Objective: Count how many lines in the data below contain the word "shaggy". Reply with that number alone.

Records for this exercise:
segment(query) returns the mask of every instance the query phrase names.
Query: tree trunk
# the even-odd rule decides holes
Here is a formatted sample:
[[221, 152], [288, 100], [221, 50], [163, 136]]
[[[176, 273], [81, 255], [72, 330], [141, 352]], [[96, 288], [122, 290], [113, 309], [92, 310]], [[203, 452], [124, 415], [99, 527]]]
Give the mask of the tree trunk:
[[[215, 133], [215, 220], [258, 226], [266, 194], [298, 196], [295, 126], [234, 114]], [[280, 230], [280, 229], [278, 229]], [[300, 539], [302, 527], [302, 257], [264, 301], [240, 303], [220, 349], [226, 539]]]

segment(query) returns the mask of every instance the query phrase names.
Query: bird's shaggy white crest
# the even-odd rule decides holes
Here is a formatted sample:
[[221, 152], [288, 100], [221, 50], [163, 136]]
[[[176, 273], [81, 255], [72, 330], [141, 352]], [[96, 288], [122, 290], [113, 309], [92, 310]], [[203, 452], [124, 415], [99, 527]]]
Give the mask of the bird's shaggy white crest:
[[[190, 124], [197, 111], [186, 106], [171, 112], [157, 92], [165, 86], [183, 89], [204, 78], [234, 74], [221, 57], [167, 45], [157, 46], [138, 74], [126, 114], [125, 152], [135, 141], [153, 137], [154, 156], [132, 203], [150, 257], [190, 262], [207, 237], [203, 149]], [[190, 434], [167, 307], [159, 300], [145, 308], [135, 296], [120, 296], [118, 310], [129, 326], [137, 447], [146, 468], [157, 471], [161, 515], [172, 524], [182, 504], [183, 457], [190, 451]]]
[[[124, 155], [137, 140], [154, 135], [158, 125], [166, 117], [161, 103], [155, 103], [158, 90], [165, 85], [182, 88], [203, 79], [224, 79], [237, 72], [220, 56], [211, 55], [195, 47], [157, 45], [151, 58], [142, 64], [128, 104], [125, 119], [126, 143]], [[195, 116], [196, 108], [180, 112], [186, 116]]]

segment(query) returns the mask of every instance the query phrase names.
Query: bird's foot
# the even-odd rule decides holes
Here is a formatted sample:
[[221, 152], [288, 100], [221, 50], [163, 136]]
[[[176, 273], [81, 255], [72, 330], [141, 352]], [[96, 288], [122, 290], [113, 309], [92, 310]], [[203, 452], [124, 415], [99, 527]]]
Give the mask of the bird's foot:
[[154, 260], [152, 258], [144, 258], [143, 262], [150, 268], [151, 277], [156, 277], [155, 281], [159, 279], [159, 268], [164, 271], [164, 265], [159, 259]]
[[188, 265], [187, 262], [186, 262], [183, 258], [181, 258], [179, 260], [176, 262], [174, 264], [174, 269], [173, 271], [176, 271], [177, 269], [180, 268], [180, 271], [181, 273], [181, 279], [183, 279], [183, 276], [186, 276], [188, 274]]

* * *

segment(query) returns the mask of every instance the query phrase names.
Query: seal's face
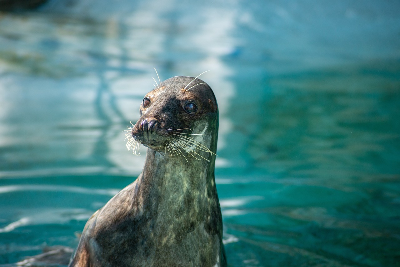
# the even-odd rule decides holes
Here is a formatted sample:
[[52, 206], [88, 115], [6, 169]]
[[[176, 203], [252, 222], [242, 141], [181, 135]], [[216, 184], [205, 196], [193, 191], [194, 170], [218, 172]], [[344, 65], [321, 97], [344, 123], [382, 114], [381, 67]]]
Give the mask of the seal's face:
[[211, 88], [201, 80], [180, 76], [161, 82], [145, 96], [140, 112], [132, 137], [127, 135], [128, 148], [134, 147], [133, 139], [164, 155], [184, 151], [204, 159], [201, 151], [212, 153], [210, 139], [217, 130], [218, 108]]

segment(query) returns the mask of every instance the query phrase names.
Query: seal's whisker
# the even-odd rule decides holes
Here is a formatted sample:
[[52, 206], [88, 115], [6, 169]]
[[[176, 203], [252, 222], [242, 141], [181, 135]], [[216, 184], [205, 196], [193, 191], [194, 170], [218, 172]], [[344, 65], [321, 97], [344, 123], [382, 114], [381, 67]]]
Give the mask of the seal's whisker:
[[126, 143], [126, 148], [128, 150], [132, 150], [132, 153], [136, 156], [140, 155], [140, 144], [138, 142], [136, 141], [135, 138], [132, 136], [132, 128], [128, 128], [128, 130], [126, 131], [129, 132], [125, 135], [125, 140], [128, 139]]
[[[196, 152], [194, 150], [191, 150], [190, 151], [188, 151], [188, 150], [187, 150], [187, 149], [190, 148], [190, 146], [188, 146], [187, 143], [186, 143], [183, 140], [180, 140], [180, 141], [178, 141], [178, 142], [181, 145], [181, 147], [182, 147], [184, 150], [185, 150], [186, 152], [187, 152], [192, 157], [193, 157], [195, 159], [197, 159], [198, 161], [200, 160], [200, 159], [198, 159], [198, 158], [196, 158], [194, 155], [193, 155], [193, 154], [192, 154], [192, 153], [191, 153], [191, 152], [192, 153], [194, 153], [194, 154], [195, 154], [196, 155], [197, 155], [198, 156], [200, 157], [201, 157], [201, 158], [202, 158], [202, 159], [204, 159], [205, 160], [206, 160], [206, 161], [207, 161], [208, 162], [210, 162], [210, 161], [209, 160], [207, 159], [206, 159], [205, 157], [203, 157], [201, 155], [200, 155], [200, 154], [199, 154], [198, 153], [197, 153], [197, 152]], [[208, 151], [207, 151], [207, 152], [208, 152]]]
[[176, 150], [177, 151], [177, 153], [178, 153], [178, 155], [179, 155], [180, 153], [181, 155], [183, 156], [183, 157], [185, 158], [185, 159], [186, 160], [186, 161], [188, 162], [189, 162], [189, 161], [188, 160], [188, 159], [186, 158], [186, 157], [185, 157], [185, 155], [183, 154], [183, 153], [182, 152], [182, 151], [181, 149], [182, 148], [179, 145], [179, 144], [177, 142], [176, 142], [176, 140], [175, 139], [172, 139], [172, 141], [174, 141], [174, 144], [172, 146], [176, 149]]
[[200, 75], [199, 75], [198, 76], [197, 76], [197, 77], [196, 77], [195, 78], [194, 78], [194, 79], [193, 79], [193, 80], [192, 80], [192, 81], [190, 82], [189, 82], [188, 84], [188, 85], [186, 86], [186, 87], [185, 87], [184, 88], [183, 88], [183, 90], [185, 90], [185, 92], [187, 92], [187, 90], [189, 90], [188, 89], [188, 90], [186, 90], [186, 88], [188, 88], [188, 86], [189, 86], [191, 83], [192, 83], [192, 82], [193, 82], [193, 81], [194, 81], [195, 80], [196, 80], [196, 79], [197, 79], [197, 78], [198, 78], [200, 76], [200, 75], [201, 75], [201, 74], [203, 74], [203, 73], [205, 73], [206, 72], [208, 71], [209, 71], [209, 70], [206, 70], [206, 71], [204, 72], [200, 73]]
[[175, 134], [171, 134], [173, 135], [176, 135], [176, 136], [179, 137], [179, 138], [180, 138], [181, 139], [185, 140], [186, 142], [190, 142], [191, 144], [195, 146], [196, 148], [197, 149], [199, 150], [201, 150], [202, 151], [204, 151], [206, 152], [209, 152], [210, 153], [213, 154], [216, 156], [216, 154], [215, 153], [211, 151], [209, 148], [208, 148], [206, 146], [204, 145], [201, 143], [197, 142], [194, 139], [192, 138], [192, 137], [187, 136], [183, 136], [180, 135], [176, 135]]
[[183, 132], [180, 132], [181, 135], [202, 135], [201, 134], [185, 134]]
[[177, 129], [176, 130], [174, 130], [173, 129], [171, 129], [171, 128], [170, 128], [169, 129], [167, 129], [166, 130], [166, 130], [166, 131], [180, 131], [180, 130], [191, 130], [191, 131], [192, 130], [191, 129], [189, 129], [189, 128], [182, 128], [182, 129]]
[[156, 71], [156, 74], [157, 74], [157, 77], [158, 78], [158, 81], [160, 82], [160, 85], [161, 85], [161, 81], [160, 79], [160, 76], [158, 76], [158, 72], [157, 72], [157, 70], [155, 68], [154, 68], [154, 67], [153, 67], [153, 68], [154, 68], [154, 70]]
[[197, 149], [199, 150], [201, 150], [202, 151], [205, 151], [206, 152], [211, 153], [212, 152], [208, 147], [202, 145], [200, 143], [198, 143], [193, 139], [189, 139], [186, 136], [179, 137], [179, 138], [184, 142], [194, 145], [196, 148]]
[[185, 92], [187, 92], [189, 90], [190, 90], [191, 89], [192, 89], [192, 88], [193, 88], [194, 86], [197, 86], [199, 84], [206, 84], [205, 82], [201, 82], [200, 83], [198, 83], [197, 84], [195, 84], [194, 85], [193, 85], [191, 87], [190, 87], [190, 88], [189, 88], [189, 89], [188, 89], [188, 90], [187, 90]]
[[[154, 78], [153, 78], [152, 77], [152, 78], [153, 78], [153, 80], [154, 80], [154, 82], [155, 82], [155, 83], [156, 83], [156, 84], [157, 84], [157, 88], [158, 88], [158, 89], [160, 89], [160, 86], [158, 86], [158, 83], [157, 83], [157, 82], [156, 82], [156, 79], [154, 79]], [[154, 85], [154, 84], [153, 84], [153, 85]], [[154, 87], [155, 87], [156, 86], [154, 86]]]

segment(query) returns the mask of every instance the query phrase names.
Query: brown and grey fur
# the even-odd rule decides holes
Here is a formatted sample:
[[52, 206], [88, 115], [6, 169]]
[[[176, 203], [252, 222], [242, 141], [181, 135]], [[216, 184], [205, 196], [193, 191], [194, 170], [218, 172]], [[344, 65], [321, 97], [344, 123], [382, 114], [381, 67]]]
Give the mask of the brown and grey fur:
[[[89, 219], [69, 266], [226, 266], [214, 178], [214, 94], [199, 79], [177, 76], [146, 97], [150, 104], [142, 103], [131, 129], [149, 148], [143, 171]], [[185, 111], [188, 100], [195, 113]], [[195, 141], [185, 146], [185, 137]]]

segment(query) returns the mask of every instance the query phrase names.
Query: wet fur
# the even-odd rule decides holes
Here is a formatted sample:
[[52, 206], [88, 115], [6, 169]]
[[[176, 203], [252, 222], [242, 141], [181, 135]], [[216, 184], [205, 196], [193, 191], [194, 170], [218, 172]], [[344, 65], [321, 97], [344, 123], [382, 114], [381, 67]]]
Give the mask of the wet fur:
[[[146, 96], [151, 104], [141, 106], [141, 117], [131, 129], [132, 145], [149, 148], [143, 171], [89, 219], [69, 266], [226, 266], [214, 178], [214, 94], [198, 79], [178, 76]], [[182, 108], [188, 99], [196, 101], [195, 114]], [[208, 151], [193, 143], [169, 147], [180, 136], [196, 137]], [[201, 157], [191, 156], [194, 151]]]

Expected answer: 2